Passage to read:
▬▬▬▬▬▬▬▬▬▬

- Born: Thiruvalla, Kerala, India
- Occupations: Radio jockey; Disc jockey; TV anchor; Actor;
- Years active: 2006 – present

= Nandini Nair =

Nandini Nair is an Indian television personality, talk show host, performer, television anchor, and a professional disc jockey and radio jockey under the stage name DJ Envy. She appears on her talk show Hello Namaste. She appeared in the film Aedan directed by Sanju Surendran.

== Early life ==

She started her profession in the industry working as a Video Jockey for Asianet Dubai. She has also been hosting shows in India and abroad. Before taking up Hello Namaste, a celebrity chat show, she was an RJ for about one and a half years. She is also a DJ. She was a resident DJ for Crowne Plaza Cochin and people nicknamed her as "DJ Lady Envy"

▬▬▬▬▬▬▬▬▬▬

(Records of labeled boxes)
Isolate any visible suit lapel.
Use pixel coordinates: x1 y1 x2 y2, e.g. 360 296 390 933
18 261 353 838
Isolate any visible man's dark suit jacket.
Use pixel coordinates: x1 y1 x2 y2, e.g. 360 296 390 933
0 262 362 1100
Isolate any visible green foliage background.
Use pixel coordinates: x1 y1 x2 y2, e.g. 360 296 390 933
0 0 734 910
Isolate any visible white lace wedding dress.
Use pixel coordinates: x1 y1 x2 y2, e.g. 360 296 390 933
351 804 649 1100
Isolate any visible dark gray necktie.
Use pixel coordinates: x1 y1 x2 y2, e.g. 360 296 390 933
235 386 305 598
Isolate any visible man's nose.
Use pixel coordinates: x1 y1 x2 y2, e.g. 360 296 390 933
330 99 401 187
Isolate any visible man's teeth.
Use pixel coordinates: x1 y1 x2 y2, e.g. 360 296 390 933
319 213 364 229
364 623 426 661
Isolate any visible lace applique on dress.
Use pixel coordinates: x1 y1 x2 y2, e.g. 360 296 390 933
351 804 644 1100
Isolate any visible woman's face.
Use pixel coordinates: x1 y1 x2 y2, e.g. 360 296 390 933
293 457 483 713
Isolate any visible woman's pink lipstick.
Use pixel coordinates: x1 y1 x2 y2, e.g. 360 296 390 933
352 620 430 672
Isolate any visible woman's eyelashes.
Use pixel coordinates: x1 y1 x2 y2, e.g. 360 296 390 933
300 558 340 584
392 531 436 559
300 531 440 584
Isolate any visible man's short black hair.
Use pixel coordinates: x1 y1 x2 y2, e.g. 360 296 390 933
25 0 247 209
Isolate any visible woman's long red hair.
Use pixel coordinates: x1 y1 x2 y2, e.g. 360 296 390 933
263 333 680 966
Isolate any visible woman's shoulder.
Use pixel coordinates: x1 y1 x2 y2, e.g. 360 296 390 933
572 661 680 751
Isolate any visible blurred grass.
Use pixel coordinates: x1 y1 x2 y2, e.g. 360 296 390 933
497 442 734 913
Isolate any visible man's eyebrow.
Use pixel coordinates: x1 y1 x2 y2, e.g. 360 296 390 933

▬▬▬▬▬▬▬▬▬▬

Exercise task:
Answer these questions using the Nandini Nair page:
1. Where was she born?
2. Where did she first work as a video jockey?
3. Who directed the film Aedan?
Number your answers 1., 2., 3., one per line.

Output for this exercise:
1. Thiruvalla, Kerala, India
2. Asianet Dubai
3. Sanju Surendran